• PROBLEM REQUIREMENTS
Exactly as written, print out each entry in the data, with no pictures.

• PROVIDED DATA
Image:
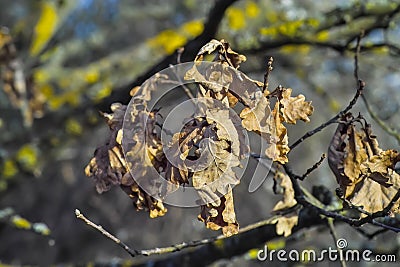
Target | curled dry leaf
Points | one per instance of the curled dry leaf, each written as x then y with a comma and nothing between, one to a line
109,166
207,150
363,170
295,108
220,214
285,222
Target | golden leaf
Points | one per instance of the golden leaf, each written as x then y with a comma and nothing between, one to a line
295,108
220,214
278,148
364,171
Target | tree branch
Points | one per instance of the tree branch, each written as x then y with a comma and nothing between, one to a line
211,26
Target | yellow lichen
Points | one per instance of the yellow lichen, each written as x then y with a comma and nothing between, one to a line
45,27
20,222
193,28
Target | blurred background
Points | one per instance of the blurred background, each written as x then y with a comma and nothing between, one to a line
64,61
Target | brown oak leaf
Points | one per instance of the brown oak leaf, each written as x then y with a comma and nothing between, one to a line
295,108
363,170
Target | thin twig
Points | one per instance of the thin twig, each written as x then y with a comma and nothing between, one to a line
99,228
356,56
169,249
332,230
391,131
361,86
267,72
313,167
301,199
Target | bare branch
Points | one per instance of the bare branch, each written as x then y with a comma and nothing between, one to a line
361,86
99,228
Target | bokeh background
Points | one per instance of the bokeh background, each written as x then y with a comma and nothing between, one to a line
64,61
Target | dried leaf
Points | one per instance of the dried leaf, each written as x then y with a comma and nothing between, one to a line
279,146
295,108
220,214
364,171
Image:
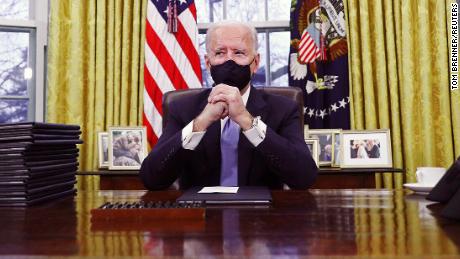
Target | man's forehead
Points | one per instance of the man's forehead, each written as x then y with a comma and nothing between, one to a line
233,35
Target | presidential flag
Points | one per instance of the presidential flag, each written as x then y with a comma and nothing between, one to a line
318,61
171,57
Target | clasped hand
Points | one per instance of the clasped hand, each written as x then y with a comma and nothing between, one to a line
223,101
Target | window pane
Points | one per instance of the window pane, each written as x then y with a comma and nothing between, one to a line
13,110
203,8
279,10
14,47
279,52
14,9
244,10
259,78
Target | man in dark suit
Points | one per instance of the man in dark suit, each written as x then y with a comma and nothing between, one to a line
268,149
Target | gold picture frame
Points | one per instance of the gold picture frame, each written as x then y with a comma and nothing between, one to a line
366,149
103,149
127,147
313,146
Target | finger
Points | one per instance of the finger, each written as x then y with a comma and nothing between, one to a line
219,98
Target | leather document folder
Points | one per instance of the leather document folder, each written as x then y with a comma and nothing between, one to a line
246,195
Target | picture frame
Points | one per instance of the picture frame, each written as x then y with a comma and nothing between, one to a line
313,146
366,149
127,147
103,149
326,147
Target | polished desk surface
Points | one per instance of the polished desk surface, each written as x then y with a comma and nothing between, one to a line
361,223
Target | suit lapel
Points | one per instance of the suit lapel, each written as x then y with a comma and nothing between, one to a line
256,107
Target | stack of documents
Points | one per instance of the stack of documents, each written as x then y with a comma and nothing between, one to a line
38,162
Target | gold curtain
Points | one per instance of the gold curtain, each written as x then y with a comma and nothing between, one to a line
399,79
95,69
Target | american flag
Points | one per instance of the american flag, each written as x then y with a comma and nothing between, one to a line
171,57
308,50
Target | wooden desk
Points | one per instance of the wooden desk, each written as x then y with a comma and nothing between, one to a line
355,223
328,178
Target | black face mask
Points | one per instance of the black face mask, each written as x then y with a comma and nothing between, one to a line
230,73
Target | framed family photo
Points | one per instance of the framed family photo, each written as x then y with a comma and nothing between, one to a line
326,144
103,149
313,145
337,147
366,149
128,147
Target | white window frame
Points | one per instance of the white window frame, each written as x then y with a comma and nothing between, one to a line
37,26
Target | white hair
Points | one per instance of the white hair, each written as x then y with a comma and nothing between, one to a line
227,23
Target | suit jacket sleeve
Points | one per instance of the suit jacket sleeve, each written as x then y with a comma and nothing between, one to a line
287,154
159,169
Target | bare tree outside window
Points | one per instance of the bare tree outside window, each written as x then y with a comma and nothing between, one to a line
14,57
14,9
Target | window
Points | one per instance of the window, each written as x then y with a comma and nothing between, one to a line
271,19
22,59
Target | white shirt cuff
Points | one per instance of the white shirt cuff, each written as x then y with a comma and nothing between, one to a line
190,139
256,134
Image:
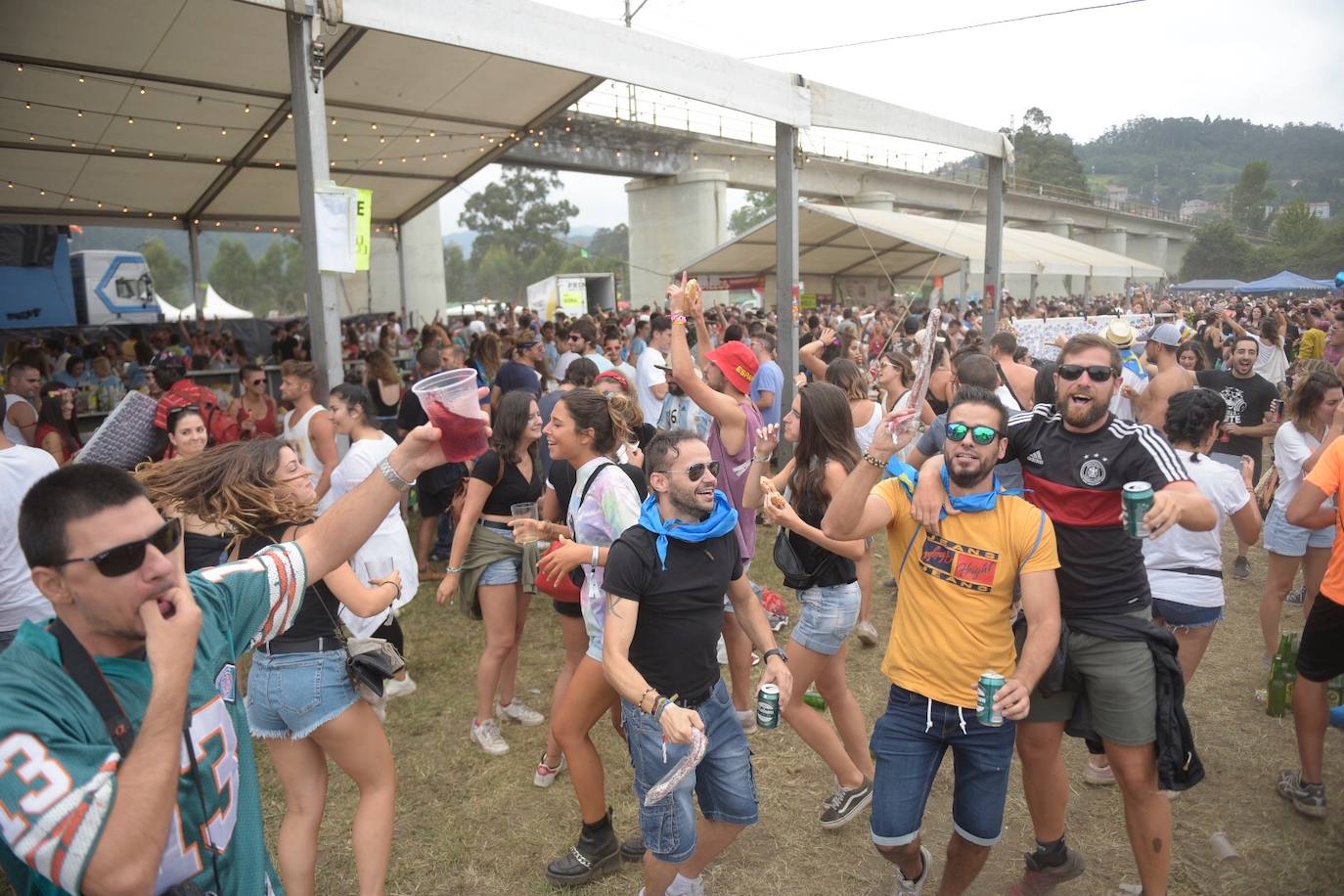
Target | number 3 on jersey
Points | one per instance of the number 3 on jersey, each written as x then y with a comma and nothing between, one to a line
182,857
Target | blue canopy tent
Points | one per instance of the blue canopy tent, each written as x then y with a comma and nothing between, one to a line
1207,285
1285,281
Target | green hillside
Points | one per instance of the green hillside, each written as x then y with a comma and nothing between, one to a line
1181,158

• WRITTEN REPLY
Image:
Target | curled dry leaf
Points | one per instance of the curled dry leaf, each written as x then y with a comma and nothing between, one to a line
109,166
207,150
363,170
295,108
220,214
285,222
Target | golden leaf
Points | one per instance of the golden leaf, each written as x then y with a comma and nothing between, one to a line
295,108
220,214
278,148
364,171
Target | tree branch
Points | one per instance of the tree branch, each written as x then y with a comma and nothing between, one to a line
211,26
Target | yellow lichen
Points | one per instance of the yellow lichen, each written as x then y with a comma and nothing between, one to a line
45,27
20,222
193,28
Target | blurred background
Points | one per instance of the blurred background, each written as x then y with a comma and nothing between, one to a line
64,61
Target | brown oak leaf
Points | one per instance of the brown oak leaf, each written as x then y with a comma and nothing between, one to a line
295,108
363,170
Target | thin twig
Points | one per instance of the thin twig, each written as x then y with a comma and nothing between, one to a line
99,228
356,56
169,249
332,230
391,131
361,86
267,72
313,167
301,199
Target | bare branch
Points | one per instance of the bare branch, each written as x then y with a comma and nothing between, one to a line
361,86
99,228
Target | bokeh background
Points | one per instance of the bokeh background, each written as x then y with a comma and nothing between, one to a line
64,61
Target | dried leaf
Points | one per instance of the dried leaf, each written as x then y with a comma and nothing between, one to a line
279,146
295,108
220,214
364,171
Image:
Target | man's forehead
Points | one per instance of the man's forehead, each written as x then y with a comma and nothing between, one to a line
233,35
Target | presidential flag
Points | one per instance of the presidential flag, each written as x then y with a comma and nothing between, one to a line
318,61
171,57
Target | clasped hand
Points | one per instance of the clasped hand, each written as x then y with a comma and nothing between, one to a line
223,101
Target | window pane
Points | one per instance of the window pane, each written as x then y with a comma and nothing between, one to a line
13,110
203,8
279,10
14,47
279,52
14,9
244,10
259,78
Target | man in dark suit
Points | one per instance of the man in dark suit, each written as x then y with a comma and nothing between, one to a line
268,149
Target | gold picture frame
Points | one per instance of the gold picture frame, each written as x then y with a comma and nothing between, one to a line
366,149
103,149
127,147
313,146
Target | finger
Points | one per instance of the finger, each written as x then y with a comma and nothing between, one to a line
219,98
Target | leather document folder
Points | one per instance of the leather document folder, each written as x then y with a comma and nothing between, one to a line
246,195
Target | picture frame
Points | one per instance of the picture frame, each written as x then y with a comma and nothing between, one to a line
313,146
366,149
127,147
103,149
326,147
Target | polished desk surface
Points | one per instance of the polished desk surface, each written as x then y with a comma and nothing between, one to a line
361,223
Target | suit lapel
Points | one per instance of the suit lapel, each written as x then y with a comma and nothing between, one to a line
256,107
Target | stack of documents
Points | one per instance of the stack of documents, each written as x then y with a comma and nothing between, one to a line
38,162
Target | gold curtain
Points | one per instance of the gold curtain, each written as x then y with a comma and nothing between, one to a line
399,79
95,69
Target | american flag
Points | one per instance of the american flag, each written as x then y with a comma and nothing between, one to a line
171,57
308,50
Target | wooden desk
Points | one per instance of the wooden desk, each written as x then y with a comma and nothing between, one to a line
355,223
328,178
Target | black face mask
Points | one per instance of the black face mask, each written as x then y with a comma and nothing between, one to a line
230,73
Target | framed family photo
Points | one per instance of the framed family photo, each written as x then y with a comma and nothing between, one to a line
326,144
103,149
313,145
337,147
366,149
128,147
Target | white window frame
Points | one per instance of the white window frame, each written as x then y with a comma and nothing between, one to a line
37,26
Target | white hair
Points | one per instance of the white hair, each written as x then y with a comma and nothing between, one to a line
227,23
Target | suit jacket sleeve
Points | one per instance of the suit jacket sleeve, each written as x then y with a comma and nothing between, one to a line
287,154
159,169
Target | bare tree outside window
Points | one per instance of the bare tree outside window, each written as x then y with a comma and nothing between, one to a line
14,57
14,9
Target | window
Points | one per instance of the window, each written as x then y with a comma and nothing between, one to a line
271,19
22,59
Target | white shirt cuff
Points | one per instance of the white shirt cuff, each written as x then y with a comma and nothing between, one to a line
190,139
256,134
Image:
Target | number 3 on jersey
Points | one per instance of the number 3 on jersey, each written as x then y with a comma and nothing between, one to a line
182,857
Target | blue canopy tent
Points | one per instance of the blue canopy tent, each written as x then y with a comma and nothing between, one to a line
1207,285
1285,281
Target | green hillside
Points | one per instance of the green hillside, each written as x then y with a comma and nothing between, one to a line
1181,158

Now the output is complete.